AUSZUG:
——

Zitiert nach einer Musikgruppe, die in Kölner Mundart singt.

 

Wie viele andere Menschen auch, bin ich in einer Welt groß geworden, in der genau gehende Uhren eine absolut beherrschende Rolle einnehmen. Ohne Uhren, die synchronisiert die Zeit angeben, bricht alles zusammen. Schon als ich ein kleines Kind war, folgten meine Tage einem bestimmten Rhythmus. Und spätestens als ich schulpflichtig wurde, gab mir die Uhr den Takt des Lebens vor:

Aufstehen um soundsoviel Uhr. Schulbeginn um acht. Erste kleine Pause, erste große Pause, zweite kleine Pause, zweite große Pause, Schulschluss etc. etc. … Die Uhr beherrschte alles.

 

Das hat mir nie viel ausgemacht. Klar, sind alternative Lebenskonzepte denkbar. Aber sooft ich in meinem Leben bisher zu entscheiden hatte, habe ich mich immer gegen diese alternativen, eher uhrlosen Lebenskonzepte entschieden.

 

Schon als Kind hatte ich irgendwelche billigen Wecker. Später probierte ich verschiedene Weckkonzepte durch und entschied mich nach langem Rumprobieren für einen Radiowecker, der digital die Uhrzeit anzeigte und dessen rote Leuchtziffern auch in der Nacht immer sehr gut sichtbar waren. Dieser Radiowecker weckte mich dann immer mit sehr leiser Musik – das fand ich wesentlich besser als das Scheppern oder Rasseln der mechanischen Wecker, die ich davor gehabt hatte.

 

Als ich siebzehn war, stellte ich fest, dass ich Teile in mir habe, die die Zeit beinahe exakt messen können. Ich hatte damals keine Armbanduhr – kein Geld. Wenn ich unterwegs war und grade keine öffentliche Uhr sichtbar war, behalf ich mir immer damit, dass ich ein Stück Papier in einen Fahrkartenautomaten an einer Bushaltestelle steckte – ganz so, als wollte ich eine Fahrkarte abstempeln. Und dann machte es ein kräftiges „Ping!“, ein automatischer Stempel sauste wuchtig auf das Papier nieder, und ich hatte die Zeit mit einer Toleranz von fünf Minuten. Damit kam ich gut klar.

 

In dieser Zeit war ich aber oft und viel im Wald unterwegs – stundenlang stromerte ich da ganz alleine rum, oft genug abseits aller Wege. Und da gab’s dann weder gut sichtbare öffentliche Uhren noch irgendwelche Bushaltestellen.

Ja, und jetzt?

Ich hatte beinahe jeden Tag irgendwelche Termine einzuhalten.

——

GEGEBENE DATEN:
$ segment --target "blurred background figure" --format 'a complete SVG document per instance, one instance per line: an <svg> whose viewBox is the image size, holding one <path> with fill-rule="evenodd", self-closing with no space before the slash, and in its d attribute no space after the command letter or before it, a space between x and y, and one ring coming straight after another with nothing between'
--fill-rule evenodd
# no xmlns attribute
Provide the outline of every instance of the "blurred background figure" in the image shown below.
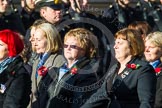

——

Führen Sie den Auszug über das Leben im Takt der Uhr im Anschluss an seinen letzten Satz fort. Die Daten sind hierfür ohne Belang.

Auf dem Weg aus dem Wald kam ich oft an einem Komplex mit Sporthallen vorbei. Diese Sporthallen hatten riesige Fenster, durch die man sowohl die Sportler als auch zahlreiche sehr große Uhren sehen konnte. Irgendwann machte ich mir einen Spaß daraus, auf meinem Weg zu den Sporthallen zu raten, wie spät es war. Ich vergegenwärtigte mir dann, um wieviel Uhr ich losgegangen war, was ich wann wo im Wald gemacht hatte und wieviel Zeit das wohl verbraucht hatte. Zu meiner Überraschung stimmte meine Schätzung auf die Minute, obwohl über drei Stunden vergangen waren, seit ich zum letzten Mal auf eine Uhr geguckt hatte.

 

Neugierig geworden, machte ich das öfters. – Ich nahm unterschiedlich Routen durch den Wald, hielt mich an meinen Lieblingsplätzen ganz unterschiedlich lange auf, ging in Kreisen und Schleifen und Umwegen … und dann auf zu den Sporthallen. Das Ergebnis war immer dasselbe – selbst nach fünf Stunden und mehr: Meine Schätzung wich um maximal eine Minute von dem ab, was ich da auf den riesigen Uhren in den Sporthallen sehen konnte.

 

Dasselbe erlebte ich mit meinem Radiowecker, der mich in der Nacht stumm anleuchtete: Egal, auf welche Uhrzeit ich ihn gestellt hatte – ich wachte absolut zuverlässig eine Minute früher auf. Die Teile in mir, die ich später „meine Kleinen“ nannte, wollten auf gar keinen Fall mit irgendeinem Geräusch geweckt werden. Also wachten sie eine Minute vor dem Einsetzen des Geräusches auf, damit ich die Aus-Taste des Weckers rechtzeitig betätigen konnte.

 

Ich fand das damals sehr interessant, hatte aber keine weitere Verwendung für diese Fähigkeiten. Ich arbeitete in einer Fabrik, was mir ein wenig Geld einbrachte. Und von dem Geld kaufte ich eine Uhr. Digitaluhren waren damals der letzte Schrei – was ganz neues: Zeitmessung mit nie dagewesener Präzision. So eine Uhr besorgte ich mir. Und da trat die Fähigkeit meiner Kleinen, die Zeit exakt zu messen, wieder in den Hintergrund.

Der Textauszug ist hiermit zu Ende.